--- DATA SHOWN ---

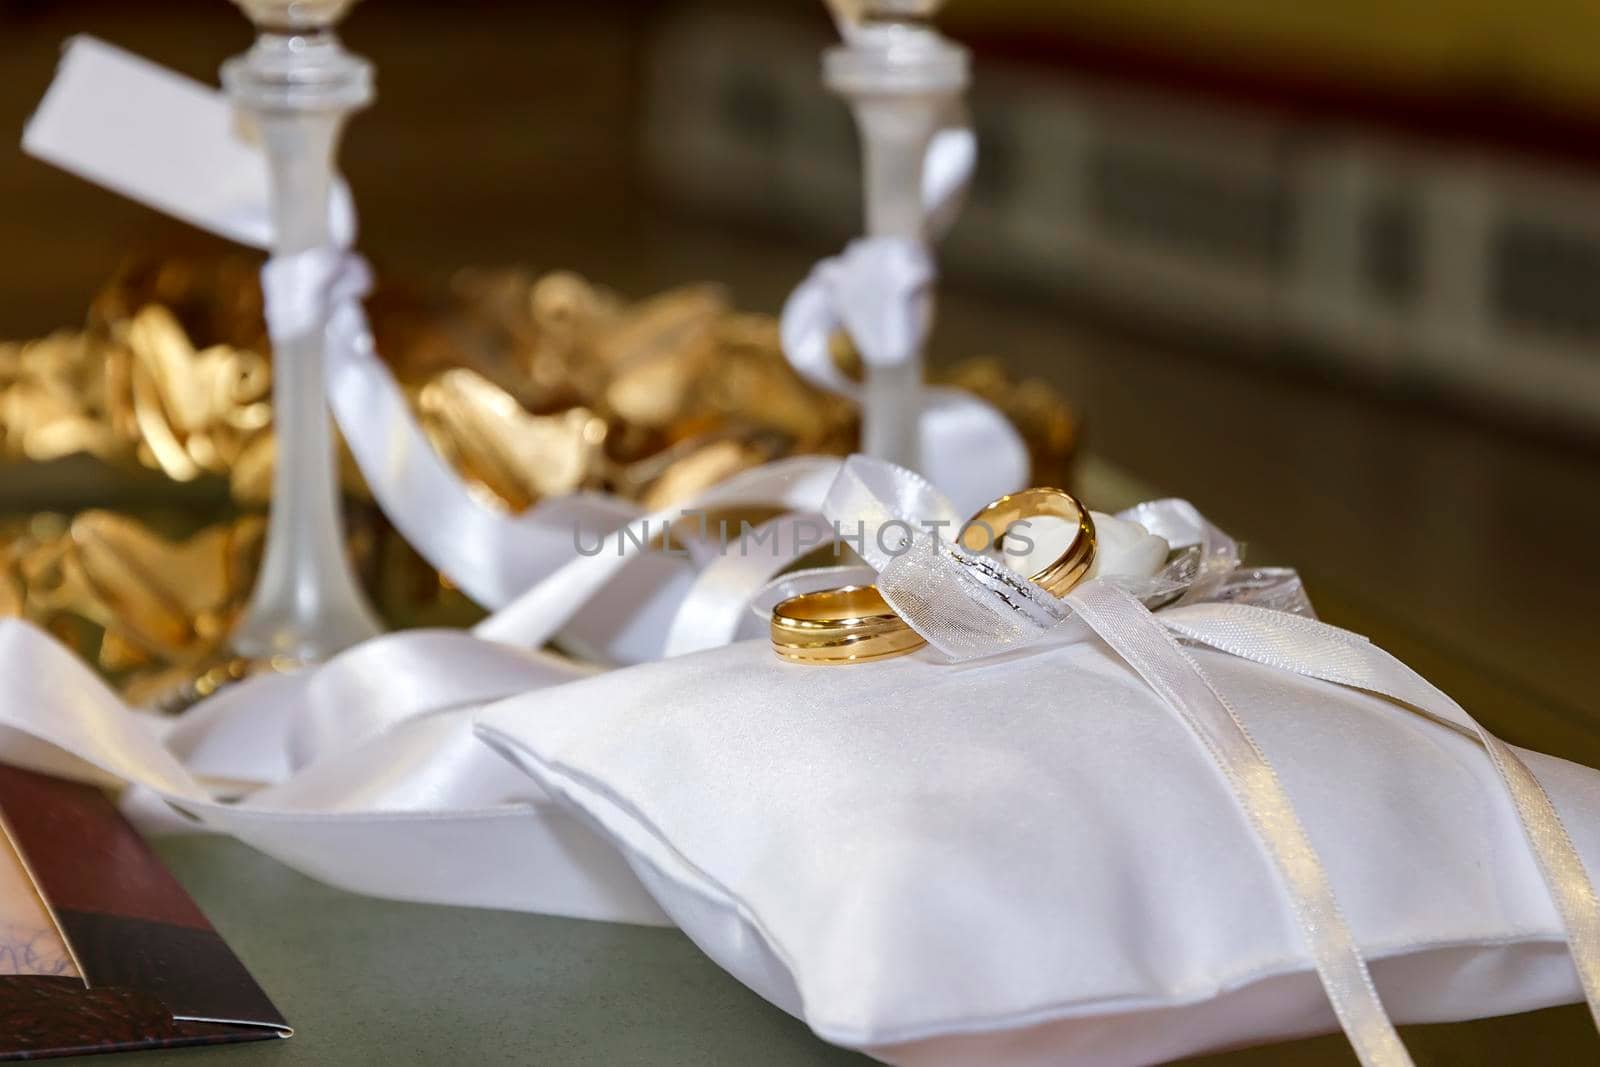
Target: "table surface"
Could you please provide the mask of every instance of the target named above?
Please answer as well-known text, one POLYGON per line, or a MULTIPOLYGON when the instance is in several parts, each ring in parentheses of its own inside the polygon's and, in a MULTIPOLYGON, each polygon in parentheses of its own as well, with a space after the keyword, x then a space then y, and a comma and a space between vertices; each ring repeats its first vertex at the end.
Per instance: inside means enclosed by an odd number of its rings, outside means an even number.
MULTIPOLYGON (((168 837, 156 847, 296 1034, 141 1052, 130 1061, 137 1067, 871 1062, 817 1040, 676 930, 372 900, 224 838, 168 837)), ((1530 1054, 1594 1062, 1600 1048, 1578 1007, 1410 1027, 1405 1036, 1423 1067, 1488 1067, 1530 1054)), ((1342 1039, 1326 1037, 1191 1067, 1353 1062, 1342 1039)))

---

## THE PROBLEM
Line by line, write out the records above exactly, skipping the pictures.

## OUTPUT OF THE EXERCISE
Target: "table surface"
Could you please provide the mask of every instance of the target named above?
Please answer as well-known text, one POLYGON per line, or a MULTIPOLYGON when the instance is in several parts, each ring in parentheses of its own inside the polygon's and, in a MULTIPOLYGON, each polygon in parentheses of its own as well, with a space after the keyword, x then a space then y, and a comma and a space between vertices; each ring repeats its first vertex at the end.
Per instance: inside means enclosed by an odd number of its rings, outside means an even number.
MULTIPOLYGON (((168 837, 156 847, 296 1034, 141 1052, 130 1061, 137 1067, 871 1062, 817 1040, 676 930, 372 900, 224 838, 168 837)), ((1530 1054, 1594 1062, 1600 1048, 1578 1007, 1410 1027, 1405 1036, 1423 1067, 1488 1067, 1530 1054)), ((1342 1039, 1326 1037, 1191 1067, 1353 1062, 1342 1039)))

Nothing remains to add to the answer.